'''

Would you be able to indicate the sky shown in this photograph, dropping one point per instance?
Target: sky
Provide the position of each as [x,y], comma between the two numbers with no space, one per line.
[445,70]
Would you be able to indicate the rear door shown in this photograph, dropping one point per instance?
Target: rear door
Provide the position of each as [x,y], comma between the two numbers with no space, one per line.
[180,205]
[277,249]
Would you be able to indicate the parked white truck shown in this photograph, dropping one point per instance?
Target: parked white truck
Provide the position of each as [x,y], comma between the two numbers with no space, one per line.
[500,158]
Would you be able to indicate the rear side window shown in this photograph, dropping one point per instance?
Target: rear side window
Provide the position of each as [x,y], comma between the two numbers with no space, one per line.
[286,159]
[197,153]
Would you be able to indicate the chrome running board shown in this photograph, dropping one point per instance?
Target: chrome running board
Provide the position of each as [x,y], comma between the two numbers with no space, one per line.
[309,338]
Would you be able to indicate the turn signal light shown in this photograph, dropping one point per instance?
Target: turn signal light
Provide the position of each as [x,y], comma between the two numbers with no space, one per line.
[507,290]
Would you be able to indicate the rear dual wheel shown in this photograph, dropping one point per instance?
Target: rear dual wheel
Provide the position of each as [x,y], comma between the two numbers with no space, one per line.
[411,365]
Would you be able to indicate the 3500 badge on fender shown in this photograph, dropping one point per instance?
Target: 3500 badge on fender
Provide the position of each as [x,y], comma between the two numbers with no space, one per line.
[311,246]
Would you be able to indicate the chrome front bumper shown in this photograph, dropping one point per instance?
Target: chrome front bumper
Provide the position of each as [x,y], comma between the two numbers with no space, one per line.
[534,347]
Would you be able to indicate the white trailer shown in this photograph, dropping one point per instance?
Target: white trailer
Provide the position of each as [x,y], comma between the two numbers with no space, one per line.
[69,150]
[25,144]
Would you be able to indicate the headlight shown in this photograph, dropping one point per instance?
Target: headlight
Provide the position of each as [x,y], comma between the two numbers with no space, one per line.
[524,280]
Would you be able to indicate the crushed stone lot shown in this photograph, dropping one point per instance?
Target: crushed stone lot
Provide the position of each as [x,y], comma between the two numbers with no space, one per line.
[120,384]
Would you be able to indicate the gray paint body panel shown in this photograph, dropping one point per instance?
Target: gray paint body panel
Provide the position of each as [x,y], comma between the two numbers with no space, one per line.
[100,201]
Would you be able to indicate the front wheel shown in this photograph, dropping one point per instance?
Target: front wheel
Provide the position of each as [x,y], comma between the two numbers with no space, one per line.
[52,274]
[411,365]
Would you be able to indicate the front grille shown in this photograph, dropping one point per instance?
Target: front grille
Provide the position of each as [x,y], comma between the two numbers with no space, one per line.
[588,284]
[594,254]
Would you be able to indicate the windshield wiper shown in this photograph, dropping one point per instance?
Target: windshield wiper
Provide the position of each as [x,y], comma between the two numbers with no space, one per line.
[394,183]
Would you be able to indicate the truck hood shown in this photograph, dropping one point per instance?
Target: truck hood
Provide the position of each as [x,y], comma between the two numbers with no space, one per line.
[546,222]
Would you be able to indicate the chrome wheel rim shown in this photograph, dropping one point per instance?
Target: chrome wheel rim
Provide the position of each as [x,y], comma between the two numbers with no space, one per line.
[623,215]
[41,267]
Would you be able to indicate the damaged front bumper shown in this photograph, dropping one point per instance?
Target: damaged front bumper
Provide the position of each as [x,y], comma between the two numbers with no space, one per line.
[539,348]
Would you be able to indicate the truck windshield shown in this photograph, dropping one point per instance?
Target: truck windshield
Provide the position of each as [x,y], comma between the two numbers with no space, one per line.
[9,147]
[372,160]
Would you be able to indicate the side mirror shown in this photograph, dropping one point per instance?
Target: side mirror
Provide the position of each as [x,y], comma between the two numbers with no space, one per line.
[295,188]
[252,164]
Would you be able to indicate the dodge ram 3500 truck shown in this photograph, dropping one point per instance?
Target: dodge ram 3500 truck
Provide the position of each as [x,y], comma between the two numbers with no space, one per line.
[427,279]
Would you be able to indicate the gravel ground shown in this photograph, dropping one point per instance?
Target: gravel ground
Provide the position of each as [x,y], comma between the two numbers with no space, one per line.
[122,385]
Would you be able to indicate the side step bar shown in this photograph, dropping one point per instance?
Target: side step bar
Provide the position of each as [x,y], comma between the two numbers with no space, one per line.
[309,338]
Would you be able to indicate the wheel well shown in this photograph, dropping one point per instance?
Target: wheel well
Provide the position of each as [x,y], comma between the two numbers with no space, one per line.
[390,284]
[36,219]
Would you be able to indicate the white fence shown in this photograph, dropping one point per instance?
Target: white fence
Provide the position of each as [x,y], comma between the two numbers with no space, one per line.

'''

=== EXERCISE TASK ===
Copy the rows above from the line containing "Would you be able to indicate the damaged" through the end of the rows, inclusive, keeping the requests unchanged. Multiply every x and y coordinate in the answer points by 1.5 and round each result to a whole number, with halves rounding up.

=== ANSWER TO THIS TASK ===
Would you be able to indicate the damaged front bumper shown in this photograph, dropping one point per instance?
Target: damaged front bumper
Provide the position of each as [x,y], comma between the two numbers with no space, one per line.
[809,522]
Would you be able to indicate the truck windshield shown in this photograph, dropping one point per instance?
Target: truck windshield
Provide the position of each as [x,y], comma between the two numbers with no space, one per line.
[14,221]
[558,240]
Would you be able to indicate the side mirror shown in this photograph, dropping one point per instance?
Target: side mirror
Provide the position of each as [x,y], comma between the two numbers with no space, one per line.
[443,282]
[378,246]
Would you be able to indicate the dodge ram 3500 truck shown in this photograph, dropping one point per instance?
Target: dodge ram 3500 truck
Provide the position of each as [x,y], comma between the two numbers with no space, one per line.
[641,419]
Would you be able to indicate the gravel ground shown in this photograph, dropping one point per instance?
Target: gravel ground
Provide the position of each as [x,y], comma between the two numbers with no space, one per line.
[183,578]
Would you be able to indicate the side step bar shown in this photograph, dropping one point per instance?
Target: side step bar
Provide the position of each as [x,y], comma between the two numbers with no space, one per line.
[464,507]
Would you be able to indicate the wheel well shown in this photograph, dropping one point per instance?
Target: wheel well
Provide the position of each as [x,y], comma between the two numbers with no space, one per line.
[585,426]
[54,329]
Would you be able to indicate the white fence shown in this photograph, dropping one point per instance?
Target: white fence
Provide the position of each as [x,y], comma between the two numbers with no space, one per line.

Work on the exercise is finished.